■ **Task requirements**:
Which lines of the material hold the word "balcony"? Copy each one.

■ **Input records**:
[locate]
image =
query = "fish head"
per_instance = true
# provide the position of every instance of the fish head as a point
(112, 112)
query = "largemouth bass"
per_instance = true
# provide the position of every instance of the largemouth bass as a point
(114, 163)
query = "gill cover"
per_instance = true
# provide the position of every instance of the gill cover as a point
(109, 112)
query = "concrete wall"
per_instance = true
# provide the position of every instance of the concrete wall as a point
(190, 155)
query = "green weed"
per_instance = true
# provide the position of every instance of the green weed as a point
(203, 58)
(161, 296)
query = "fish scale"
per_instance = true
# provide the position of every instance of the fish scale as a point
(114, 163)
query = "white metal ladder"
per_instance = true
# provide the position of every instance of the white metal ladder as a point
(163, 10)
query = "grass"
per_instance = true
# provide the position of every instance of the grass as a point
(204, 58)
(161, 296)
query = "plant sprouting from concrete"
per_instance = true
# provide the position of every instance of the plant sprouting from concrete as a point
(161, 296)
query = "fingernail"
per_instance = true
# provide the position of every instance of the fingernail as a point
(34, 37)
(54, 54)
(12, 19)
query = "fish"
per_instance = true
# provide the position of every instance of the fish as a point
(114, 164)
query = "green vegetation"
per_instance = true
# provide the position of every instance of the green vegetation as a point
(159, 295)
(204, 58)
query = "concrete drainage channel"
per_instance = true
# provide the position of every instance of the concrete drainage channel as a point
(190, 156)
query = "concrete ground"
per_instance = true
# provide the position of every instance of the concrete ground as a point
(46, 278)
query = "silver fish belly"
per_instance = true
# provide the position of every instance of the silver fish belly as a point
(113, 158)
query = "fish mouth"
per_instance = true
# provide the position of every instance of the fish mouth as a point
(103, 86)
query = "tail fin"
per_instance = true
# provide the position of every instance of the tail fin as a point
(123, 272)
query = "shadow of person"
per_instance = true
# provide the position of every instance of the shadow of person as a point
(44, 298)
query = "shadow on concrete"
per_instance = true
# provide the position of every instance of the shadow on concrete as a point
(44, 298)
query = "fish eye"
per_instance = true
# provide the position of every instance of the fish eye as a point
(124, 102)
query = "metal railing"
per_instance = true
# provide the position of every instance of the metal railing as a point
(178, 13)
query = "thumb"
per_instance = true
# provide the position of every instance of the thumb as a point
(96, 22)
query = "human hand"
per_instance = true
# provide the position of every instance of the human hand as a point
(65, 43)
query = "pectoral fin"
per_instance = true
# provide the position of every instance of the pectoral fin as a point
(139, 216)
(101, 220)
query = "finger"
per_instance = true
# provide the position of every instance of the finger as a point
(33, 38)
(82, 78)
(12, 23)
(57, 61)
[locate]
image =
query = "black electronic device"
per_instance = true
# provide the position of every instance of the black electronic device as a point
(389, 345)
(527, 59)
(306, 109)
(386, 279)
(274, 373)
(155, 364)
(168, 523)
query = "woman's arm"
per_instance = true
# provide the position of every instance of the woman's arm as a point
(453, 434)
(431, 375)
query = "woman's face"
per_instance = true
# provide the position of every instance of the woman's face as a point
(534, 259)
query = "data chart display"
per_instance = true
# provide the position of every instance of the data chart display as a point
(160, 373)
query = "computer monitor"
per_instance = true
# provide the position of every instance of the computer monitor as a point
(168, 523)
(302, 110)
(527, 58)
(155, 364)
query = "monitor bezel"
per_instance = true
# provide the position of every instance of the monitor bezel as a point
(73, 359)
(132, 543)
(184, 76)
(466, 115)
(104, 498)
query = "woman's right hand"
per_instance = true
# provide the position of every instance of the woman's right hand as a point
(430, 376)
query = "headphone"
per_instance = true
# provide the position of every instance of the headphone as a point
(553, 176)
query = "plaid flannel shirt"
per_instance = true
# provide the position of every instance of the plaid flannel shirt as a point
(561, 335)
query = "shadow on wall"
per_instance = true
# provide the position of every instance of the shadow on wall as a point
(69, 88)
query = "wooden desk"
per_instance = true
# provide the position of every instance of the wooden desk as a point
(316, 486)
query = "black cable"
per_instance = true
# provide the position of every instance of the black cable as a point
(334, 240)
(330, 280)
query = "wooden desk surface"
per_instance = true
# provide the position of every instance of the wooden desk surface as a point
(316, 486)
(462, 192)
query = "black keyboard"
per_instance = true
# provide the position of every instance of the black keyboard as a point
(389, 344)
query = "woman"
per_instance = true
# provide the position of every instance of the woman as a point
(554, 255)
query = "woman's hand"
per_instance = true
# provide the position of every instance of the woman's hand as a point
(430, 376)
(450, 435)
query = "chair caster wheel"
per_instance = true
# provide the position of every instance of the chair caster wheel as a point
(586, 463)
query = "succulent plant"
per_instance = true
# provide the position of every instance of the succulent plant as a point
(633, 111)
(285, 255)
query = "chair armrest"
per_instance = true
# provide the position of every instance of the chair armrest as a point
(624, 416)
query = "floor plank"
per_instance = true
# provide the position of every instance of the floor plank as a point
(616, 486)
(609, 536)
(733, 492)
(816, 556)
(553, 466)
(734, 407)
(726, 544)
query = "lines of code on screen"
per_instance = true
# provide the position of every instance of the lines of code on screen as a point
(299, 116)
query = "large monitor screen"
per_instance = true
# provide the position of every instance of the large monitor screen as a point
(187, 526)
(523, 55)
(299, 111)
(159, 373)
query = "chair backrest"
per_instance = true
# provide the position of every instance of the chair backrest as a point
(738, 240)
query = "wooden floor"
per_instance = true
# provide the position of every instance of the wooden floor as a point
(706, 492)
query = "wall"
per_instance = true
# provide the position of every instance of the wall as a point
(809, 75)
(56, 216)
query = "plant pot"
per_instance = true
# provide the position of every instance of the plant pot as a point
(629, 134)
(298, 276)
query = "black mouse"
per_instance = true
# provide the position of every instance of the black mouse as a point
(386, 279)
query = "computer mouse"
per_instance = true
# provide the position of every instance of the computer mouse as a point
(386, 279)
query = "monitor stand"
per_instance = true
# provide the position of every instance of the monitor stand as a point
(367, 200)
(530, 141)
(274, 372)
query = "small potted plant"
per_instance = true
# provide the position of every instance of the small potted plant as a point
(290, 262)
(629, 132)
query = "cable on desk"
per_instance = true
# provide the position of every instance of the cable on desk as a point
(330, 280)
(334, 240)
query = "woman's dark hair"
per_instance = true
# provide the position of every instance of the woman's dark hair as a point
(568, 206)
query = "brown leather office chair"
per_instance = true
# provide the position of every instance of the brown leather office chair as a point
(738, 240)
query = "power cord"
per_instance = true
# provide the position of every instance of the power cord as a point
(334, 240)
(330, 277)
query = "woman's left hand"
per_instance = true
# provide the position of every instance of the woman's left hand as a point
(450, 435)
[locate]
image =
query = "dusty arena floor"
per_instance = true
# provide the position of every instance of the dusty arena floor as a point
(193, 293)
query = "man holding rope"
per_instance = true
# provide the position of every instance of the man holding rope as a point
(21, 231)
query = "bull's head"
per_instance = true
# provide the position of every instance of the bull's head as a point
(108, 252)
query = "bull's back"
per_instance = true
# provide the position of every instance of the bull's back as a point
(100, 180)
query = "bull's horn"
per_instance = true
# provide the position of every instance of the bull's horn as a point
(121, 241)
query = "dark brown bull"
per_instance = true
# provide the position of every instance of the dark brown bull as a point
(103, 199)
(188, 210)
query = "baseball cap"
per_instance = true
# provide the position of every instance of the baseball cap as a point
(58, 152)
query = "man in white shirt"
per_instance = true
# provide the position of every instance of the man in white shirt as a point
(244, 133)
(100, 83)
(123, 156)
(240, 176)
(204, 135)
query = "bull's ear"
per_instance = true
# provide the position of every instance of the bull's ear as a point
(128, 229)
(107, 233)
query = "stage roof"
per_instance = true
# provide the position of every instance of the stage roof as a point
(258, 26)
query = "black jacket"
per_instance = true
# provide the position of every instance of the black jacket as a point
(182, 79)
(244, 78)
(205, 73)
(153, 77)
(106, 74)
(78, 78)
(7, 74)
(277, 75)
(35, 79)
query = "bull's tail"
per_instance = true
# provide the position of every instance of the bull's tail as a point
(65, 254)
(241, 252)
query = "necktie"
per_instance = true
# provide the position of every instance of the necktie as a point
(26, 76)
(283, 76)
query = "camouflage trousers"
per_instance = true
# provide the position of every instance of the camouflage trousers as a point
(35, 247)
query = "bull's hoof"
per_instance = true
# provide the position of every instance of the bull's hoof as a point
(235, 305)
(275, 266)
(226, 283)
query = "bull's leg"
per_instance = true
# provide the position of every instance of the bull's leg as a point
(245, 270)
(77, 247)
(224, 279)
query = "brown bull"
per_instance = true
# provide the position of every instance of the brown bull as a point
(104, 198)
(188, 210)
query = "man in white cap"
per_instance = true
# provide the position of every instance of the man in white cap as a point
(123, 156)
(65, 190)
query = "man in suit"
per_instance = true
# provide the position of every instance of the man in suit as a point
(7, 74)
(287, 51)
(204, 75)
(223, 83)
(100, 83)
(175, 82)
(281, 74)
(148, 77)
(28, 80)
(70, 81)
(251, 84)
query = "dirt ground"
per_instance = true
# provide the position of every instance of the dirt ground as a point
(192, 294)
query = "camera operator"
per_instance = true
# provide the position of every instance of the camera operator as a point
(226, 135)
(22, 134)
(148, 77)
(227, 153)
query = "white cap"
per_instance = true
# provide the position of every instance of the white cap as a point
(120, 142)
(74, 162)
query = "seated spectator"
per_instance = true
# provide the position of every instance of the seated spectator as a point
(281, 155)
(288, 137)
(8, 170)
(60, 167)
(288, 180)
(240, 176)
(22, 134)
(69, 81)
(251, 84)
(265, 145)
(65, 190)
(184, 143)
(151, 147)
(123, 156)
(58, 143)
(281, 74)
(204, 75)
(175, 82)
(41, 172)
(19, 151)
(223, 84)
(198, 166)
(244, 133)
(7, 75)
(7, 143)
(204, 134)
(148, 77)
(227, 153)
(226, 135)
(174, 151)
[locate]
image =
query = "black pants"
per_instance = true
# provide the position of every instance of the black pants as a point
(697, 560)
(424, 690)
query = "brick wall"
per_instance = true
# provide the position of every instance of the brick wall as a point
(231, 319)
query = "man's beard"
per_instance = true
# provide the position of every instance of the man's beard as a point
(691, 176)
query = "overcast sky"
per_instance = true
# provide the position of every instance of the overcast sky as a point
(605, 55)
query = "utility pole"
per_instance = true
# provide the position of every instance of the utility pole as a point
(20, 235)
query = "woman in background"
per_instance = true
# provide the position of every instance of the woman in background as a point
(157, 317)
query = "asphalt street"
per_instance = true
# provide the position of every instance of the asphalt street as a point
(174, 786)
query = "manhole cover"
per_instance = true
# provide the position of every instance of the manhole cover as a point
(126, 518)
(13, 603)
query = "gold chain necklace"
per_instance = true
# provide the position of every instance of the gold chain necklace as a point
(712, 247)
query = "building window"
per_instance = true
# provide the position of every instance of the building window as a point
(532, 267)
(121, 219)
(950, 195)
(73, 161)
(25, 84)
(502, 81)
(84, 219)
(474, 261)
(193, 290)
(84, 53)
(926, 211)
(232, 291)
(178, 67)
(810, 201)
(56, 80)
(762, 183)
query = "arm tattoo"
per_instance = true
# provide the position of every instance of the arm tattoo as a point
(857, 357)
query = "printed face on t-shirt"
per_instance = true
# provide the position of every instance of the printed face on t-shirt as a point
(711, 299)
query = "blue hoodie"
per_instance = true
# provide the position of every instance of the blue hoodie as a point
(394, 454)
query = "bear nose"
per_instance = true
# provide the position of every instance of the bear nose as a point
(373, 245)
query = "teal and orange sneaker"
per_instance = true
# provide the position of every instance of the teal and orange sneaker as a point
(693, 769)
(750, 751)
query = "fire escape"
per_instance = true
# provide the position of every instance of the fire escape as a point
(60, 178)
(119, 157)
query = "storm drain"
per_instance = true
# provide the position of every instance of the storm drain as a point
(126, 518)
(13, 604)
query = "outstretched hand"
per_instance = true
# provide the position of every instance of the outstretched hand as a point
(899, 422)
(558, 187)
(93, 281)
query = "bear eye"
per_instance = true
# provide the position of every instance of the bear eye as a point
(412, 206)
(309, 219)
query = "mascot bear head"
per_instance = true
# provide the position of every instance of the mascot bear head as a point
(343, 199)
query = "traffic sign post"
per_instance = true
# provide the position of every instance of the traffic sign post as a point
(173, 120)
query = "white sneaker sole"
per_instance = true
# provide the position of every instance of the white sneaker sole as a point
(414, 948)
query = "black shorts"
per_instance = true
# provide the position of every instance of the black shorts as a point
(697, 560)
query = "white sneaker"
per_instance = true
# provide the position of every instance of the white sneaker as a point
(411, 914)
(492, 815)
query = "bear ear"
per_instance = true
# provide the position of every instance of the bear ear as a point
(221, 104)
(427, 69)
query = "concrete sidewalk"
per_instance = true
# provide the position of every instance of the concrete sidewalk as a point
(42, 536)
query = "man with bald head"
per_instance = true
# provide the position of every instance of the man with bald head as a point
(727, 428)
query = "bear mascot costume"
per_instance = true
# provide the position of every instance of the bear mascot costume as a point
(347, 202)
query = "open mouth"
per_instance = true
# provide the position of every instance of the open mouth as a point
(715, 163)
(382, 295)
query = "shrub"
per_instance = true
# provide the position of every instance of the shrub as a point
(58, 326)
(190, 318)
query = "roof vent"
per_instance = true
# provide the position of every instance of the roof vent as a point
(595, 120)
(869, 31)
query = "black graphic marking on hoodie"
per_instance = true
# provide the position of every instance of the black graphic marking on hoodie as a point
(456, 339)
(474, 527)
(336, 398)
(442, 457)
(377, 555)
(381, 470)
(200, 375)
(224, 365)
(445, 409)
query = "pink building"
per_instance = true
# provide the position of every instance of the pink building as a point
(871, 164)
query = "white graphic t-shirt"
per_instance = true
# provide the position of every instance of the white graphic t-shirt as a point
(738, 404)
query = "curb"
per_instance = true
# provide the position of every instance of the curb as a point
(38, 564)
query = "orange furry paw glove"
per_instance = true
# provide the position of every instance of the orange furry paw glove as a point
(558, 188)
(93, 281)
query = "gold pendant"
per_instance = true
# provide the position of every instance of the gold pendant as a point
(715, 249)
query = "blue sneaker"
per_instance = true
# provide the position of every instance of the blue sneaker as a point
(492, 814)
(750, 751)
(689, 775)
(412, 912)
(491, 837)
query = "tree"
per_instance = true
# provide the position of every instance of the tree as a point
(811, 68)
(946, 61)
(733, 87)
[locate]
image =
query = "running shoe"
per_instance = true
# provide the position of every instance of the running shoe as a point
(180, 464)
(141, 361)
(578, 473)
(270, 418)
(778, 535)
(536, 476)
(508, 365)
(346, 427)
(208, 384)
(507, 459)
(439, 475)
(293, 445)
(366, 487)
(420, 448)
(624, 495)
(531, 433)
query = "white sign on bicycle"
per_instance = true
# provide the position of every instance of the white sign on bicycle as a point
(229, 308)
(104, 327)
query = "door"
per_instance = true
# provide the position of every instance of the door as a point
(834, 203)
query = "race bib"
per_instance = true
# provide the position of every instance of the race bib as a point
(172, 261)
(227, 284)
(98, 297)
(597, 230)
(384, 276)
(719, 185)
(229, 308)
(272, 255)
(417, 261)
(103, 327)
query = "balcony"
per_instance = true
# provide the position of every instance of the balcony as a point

■ **Solution**:
query = "balcony"
# provide the position of every instance of the balcony as a point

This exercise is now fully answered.